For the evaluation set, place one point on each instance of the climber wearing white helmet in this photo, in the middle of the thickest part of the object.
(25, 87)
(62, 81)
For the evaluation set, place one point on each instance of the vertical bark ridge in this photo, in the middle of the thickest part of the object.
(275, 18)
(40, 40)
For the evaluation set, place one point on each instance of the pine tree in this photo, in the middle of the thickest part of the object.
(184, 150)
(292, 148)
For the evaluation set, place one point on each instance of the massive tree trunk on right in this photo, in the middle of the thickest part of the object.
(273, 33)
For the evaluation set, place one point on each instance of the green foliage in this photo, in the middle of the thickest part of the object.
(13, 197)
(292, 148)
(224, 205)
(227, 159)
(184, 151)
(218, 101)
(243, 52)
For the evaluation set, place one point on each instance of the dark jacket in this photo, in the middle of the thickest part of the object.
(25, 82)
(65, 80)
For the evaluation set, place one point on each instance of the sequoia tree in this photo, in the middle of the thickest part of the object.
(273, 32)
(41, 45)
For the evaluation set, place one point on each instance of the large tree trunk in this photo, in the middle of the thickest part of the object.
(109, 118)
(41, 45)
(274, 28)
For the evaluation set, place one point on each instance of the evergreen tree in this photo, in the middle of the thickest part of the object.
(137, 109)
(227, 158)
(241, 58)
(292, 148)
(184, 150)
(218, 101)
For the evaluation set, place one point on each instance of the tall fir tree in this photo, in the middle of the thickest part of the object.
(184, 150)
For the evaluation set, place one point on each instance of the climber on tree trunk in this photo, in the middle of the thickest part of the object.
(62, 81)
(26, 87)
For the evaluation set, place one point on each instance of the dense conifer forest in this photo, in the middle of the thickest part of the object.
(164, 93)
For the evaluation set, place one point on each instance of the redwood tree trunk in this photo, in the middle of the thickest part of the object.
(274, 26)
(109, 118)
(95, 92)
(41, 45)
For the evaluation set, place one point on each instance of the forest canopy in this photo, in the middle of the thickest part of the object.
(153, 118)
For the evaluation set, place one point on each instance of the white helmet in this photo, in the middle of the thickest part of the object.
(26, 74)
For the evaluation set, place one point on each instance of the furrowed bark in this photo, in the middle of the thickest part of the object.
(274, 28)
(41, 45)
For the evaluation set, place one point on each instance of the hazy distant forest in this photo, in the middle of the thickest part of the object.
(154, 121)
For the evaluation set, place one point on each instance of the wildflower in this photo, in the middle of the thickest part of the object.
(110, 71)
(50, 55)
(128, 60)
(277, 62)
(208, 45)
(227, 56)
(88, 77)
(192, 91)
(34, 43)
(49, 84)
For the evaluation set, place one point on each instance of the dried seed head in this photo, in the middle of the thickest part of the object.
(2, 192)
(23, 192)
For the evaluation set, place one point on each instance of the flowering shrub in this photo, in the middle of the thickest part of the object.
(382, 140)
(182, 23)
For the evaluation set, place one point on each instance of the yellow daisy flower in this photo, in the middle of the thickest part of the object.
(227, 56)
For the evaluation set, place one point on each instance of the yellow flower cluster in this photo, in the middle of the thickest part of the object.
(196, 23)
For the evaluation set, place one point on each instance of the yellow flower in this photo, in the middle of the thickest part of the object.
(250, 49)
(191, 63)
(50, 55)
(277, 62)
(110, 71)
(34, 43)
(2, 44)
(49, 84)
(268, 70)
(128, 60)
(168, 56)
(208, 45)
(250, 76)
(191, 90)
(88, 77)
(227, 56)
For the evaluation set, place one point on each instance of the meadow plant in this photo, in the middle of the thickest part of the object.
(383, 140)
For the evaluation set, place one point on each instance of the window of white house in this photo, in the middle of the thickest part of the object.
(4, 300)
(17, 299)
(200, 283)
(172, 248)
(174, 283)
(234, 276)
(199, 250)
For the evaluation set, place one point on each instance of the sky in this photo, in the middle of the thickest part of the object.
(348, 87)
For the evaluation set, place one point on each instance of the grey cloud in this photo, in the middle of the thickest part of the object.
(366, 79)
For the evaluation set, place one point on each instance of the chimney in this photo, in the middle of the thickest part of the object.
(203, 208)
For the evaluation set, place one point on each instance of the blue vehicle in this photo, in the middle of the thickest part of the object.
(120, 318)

################

WHAT THIS TASK INVOLVES ▸ Please copy out all of the material above word for word, keeping every line unchanged and in its original order.

RESULT ▸
For the evaluation set, place one point on each instance of the climber wearing white helmet in this photo, in the middle of the thickest part of the object.
(25, 87)
(62, 81)
For the evaluation set, place one point on each instance of the vertical bark ridge in this photo, in the middle of the thickest part of the object.
(275, 18)
(40, 40)
For the evaluation set, place one point on each instance of the pine tree in this photo, in the middle of the thickest part of the object.
(184, 150)
(292, 148)
For the evaluation set, place one point on each instance of the massive tree trunk on right in this photo, in the middle of the thickest part of the object.
(273, 33)
For the evaluation set, place one point on each instance of the green foliage in this photo, in the middle of the thickest part of the object.
(13, 197)
(292, 148)
(224, 205)
(227, 159)
(184, 151)
(218, 101)
(243, 52)
For the evaluation set, place one point on each instance of the dark jacket in this photo, in the middle of the thickest part of the object.
(25, 82)
(65, 80)
For the evaluation set, place one point on each instance of the sequoia tree in this photo, in the middle of the thickest part of the object.
(273, 32)
(41, 45)
For the evaluation set, place one point on each instance of the large tree trunk in this photo, in the middle of the thickest part of the object.
(109, 118)
(41, 45)
(274, 28)
For the evaluation set, place one point on each instance of the evergreen tree in this photo, in the middle of the thickest part of the object.
(137, 109)
(227, 158)
(241, 58)
(292, 148)
(184, 150)
(218, 101)
For the evaluation set, place one point on each instance of the tall fir tree in this photo, in the middle of the thickest part of the object.
(184, 150)
For the evaluation set, place one point on each instance of the climber on tree trunk in this photo, in the middle of the thickest part of the object.
(62, 81)
(26, 87)
For the evaluation set, place one point on each instance of the dense conifer forest in this photo, in the middle of the thickest part of the object.
(164, 93)
For the evaluation set, place one point on each instance of the redwood tree trunk in this photo, in the middle of the thickest part of the object.
(274, 26)
(109, 118)
(95, 92)
(41, 45)
For the evaluation set, place one point on each instance of the forest canopy in this photo, in the middle of the thickest part of the object.
(153, 118)
For the evaluation set, place one point on each instance of the white helmet in this photo, in the middle of the thickest part of the object.
(26, 74)
For the evaluation set, place one point on each instance of the furrowed bark in this photo, in the middle of the thickest part of the object.
(274, 28)
(41, 45)
For the evaluation set, place one point on each instance of the hazy distant forest in this photo, in the middle of the thickest part of the object.
(154, 121)
For the evaluation set, place one point on each instance of the wildflower in this photo, in the middle of the thickest part of the object.
(110, 71)
(50, 55)
(128, 60)
(277, 62)
(208, 45)
(227, 56)
(88, 77)
(192, 91)
(34, 43)
(49, 84)
For the evaluation set, place one point on each instance of the dried seed head in this photo, in the middle of the thickest part of the object.
(2, 192)
(23, 192)
For the evaluation set, place one point on each instance of the flowering shrub in this photo, in the middle of the thickest part of the object.
(382, 140)
(182, 23)
For the evaluation set, place one point on each instance of the yellow daisy flower in this photo, in the middle of the thickest part of the object.
(227, 56)
For the evaluation set, place one point on each instance of the yellow flower cluster in this photo, in the middle of the thickest part of the object.
(196, 23)
For the evaluation set, place one point on each instance of the yellow flower in this photo, in the middle of the thickest part of the object.
(250, 49)
(191, 63)
(50, 55)
(277, 62)
(110, 71)
(34, 43)
(2, 44)
(49, 84)
(268, 70)
(128, 60)
(168, 56)
(208, 45)
(250, 76)
(191, 90)
(88, 77)
(227, 56)
For the evaluation set, place one point on each instance of the meadow plant in this photo, in the middle of the thickest part of the object.
(383, 140)
For the evaluation set, place one point on each instance of the window of white house in this photo, in the middle of the thickest part of the object.
(4, 300)
(17, 299)
(200, 283)
(172, 248)
(174, 283)
(234, 276)
(199, 250)
For the evaluation set, place one point on each instance of the sky in this photo, in the middle of the thickest part of the object.
(348, 87)
For the evaluation set, place one point on each instance of the grey cloud in this photo, in the middle of the thickest part of the object.
(366, 79)
For the evaluation set, place one point on each instance of the chimney in this photo, in the middle of the thickest part of the object.
(203, 208)
For the evaluation set, place one point on each instance of the blue vehicle in this photo, in the middle of the thickest part of the object.
(120, 318)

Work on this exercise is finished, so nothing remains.